__Task details__. Rewrite all of the records below with "image" substituted for every "photograph" and nothing else changed, omitting the pictures.

[start]

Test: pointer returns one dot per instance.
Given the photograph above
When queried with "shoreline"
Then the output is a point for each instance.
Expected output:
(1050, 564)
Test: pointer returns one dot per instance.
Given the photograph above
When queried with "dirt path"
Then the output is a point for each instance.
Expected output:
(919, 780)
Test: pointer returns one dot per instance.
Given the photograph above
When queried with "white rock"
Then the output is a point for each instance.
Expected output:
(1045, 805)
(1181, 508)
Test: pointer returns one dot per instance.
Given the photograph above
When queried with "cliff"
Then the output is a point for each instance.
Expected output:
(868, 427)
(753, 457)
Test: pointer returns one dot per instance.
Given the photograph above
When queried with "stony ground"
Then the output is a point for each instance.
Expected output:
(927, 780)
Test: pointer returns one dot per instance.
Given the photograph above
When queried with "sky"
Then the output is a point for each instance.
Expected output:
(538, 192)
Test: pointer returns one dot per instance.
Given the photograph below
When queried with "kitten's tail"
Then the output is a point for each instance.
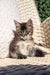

[end]

__Full solution__.
Test: pointer returns one dot per instance.
Given the image above
When queried with "shoreline"
Then the output is a point for each instance.
Expected output:
(1050, 564)
Test: pointer returns one dot per instance.
Given the image above
When queried with "dirt path"
Then the output is a point for each instance.
Expected output:
(919, 780)
Test: pointer returns one dot per instance.
Given the image above
When queried with "white rock"
Then the output is a point for each instance.
Expected output:
(1045, 805)
(1181, 508)
Test: pointer returns one dot per instance.
Given the image above
When queried with "cliff"
Then the output is a point for each instance.
Expected output:
(868, 427)
(753, 457)
Test: pointer returns one dot per instance.
Given the image above
When queried with "stony ground"
Then the output is a point for each instance.
Expected output:
(927, 780)
Test: pointer returns one dot per instance.
Given the image above
When queried with "sky"
Then the output is a point for each instance.
Expected output:
(538, 192)
Test: pointer returns one dot per instance.
Given the image below
When queried with "kitten's tail"
Then the output is a point for each instance.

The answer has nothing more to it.